**WHAT YOU HAVE TO DO**
A complete, word-for-word restatement of the entries is needed.

(INFORMATION begins)

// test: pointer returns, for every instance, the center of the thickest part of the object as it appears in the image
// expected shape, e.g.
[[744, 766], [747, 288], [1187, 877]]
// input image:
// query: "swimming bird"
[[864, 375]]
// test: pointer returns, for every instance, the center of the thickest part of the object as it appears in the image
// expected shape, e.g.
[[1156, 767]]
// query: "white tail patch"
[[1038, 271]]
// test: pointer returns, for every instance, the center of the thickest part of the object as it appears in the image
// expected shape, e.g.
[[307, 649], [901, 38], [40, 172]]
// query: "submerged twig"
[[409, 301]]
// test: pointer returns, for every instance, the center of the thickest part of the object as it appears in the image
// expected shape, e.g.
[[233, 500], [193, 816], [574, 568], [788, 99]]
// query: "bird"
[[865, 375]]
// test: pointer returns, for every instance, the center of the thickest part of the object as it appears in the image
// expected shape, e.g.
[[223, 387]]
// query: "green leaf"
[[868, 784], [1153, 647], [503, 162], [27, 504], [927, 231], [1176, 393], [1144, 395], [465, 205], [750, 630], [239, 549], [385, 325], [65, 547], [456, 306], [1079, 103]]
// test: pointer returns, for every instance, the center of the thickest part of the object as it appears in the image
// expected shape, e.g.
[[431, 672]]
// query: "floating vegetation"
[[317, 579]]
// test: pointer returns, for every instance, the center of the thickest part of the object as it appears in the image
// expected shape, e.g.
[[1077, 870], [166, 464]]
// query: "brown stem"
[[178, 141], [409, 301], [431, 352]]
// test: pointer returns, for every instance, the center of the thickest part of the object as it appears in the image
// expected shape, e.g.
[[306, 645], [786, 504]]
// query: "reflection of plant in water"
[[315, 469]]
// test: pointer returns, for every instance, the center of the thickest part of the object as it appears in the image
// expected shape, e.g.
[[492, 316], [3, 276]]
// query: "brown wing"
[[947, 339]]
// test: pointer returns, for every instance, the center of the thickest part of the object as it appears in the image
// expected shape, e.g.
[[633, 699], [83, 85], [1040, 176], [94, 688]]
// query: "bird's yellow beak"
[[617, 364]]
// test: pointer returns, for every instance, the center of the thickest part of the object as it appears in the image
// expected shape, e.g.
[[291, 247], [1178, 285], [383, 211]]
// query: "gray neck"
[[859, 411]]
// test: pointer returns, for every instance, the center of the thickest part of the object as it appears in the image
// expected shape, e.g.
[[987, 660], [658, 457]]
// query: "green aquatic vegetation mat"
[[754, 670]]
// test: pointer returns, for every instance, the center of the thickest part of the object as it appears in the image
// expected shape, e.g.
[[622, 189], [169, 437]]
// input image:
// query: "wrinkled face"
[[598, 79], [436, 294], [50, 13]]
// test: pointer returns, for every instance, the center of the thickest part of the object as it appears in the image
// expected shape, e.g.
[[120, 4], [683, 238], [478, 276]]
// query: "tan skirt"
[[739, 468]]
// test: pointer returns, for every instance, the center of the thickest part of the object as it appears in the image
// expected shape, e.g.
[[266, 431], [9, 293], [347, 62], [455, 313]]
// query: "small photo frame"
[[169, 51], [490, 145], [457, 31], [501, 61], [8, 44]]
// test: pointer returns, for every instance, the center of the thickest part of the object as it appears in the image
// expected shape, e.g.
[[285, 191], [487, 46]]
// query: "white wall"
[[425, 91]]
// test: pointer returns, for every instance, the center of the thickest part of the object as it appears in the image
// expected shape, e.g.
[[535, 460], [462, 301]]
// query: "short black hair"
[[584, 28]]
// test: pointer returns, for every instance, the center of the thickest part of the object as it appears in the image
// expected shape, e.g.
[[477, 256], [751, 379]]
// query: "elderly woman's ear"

(INFORMATION ends)

**FINAL ANSWER**
// test: pointer returns, for every instance, the center of the thickest part of the object as it appears in the image
// expected shape, e.g.
[[744, 766], [747, 288], [1187, 877]]
// input image:
// query: "swimming bird"
[[864, 375]]
// test: pointer returns, for every instance, the center of the thickest part of the object as it appears in the image
// expected shape, e.g.
[[1156, 767]]
// query: "white tail patch"
[[1038, 271]]
// test: pointer returns, for every instance, the center of the thickest part of the object as it appears in the image
// expected shape, e.g.
[[307, 649], [901, 38], [40, 172]]
// query: "submerged twig"
[[409, 301]]
// test: pointer returns, for every instance, the center of the thickest part of the object as it appears in the image
// expected shape, e.g.
[[233, 500], [193, 816], [574, 568], [788, 99]]
// query: "bird"
[[865, 375]]
// test: pointer returns, for every instance, the center of the thickest part of the object as it appears in the image
// expected shape, e.g.
[[223, 387]]
// query: "green leaf"
[[868, 784], [1153, 647], [503, 162], [27, 504], [927, 231], [1176, 393], [1144, 395], [465, 205], [750, 630], [239, 549], [385, 325], [65, 547], [456, 306], [1079, 103]]
// test: pointer returns, for every instance, the center of the thickest part of the object as it appears in the image
// expected shape, e.g.
[[431, 672]]
// query: "floating vegetation"
[[317, 579]]
// test: pointer returns, for every instance, the center of the thickest part of the object as it appears in the image
// expected shape, e.g.
[[1077, 870], [166, 464]]
// query: "brown stem"
[[178, 141], [409, 301], [431, 352]]
// test: pointer returns, for every instance, the center of the thickest part of the object as it appears in the image
// expected shape, e.g.
[[306, 645], [786, 504]]
// query: "reflection of plant in water"
[[315, 469]]
// test: pointer returns, for every instance, the center of the thickest part of the object as it appears in the image
// expected shape, e.g.
[[492, 316], [3, 276]]
// query: "brown wing"
[[947, 339]]
// test: pointer returns, for every instance, the center of the thickest part of the object as it appears in the image
// expected shape, e.g.
[[633, 699], [83, 85], [1040, 176], [94, 688]]
// query: "bird's yellow beak"
[[617, 364]]
// test: pointer returns, for every instance, the center of the thickest part of the object as it appears in the image
// expected shape, e.g.
[[291, 247], [1178, 285], [383, 211]]
// query: "gray neck"
[[859, 411]]
// test: pointer returns, for every instance, the center of the thickest part of the object as it appears in the image
// expected shape, e.g.
[[987, 660], [658, 457]]
// query: "green aquatic vegetation mat"
[[754, 670]]
// test: pointer returns, for every instance, the center of the thickest part of the object as it appears in the image
// expected shape, e.g.
[[622, 189], [169, 437]]
// input image:
// query: "wrinkled face"
[[598, 79], [436, 294], [50, 13]]
// test: pointer returns, for every instance, the center of the thickest part of the object as it appears in the image
// expected shape, e.g.
[[120, 4], [683, 238], [478, 276]]
// query: "tan skirt"
[[739, 468]]
// test: pointer returns, for every instance, the center of the thickest part of the object as it appears in the image
// expected shape, e.g.
[[266, 431], [9, 293], [347, 62], [455, 313]]
// query: "small photo frame"
[[169, 51], [490, 145], [457, 31], [501, 61], [8, 44]]
// test: pointer returns, for every instance, the center of the thickest part of the object as it appears in the image
// expected shape, e.g.
[[285, 191], [487, 46]]
// query: "white wall"
[[425, 91]]
// test: pointer returns, for every instance, the center of the thickest part of the object as it appears in the image
// expected shape, e.g.
[[535, 460], [462, 301]]
// query: "short black hair"
[[584, 28]]
// test: pointer returns, for every instance, the center of the thickest part of the object as it appears in the image
// expected shape, e.g.
[[477, 256], [751, 379]]
// query: "elderly woman's ear"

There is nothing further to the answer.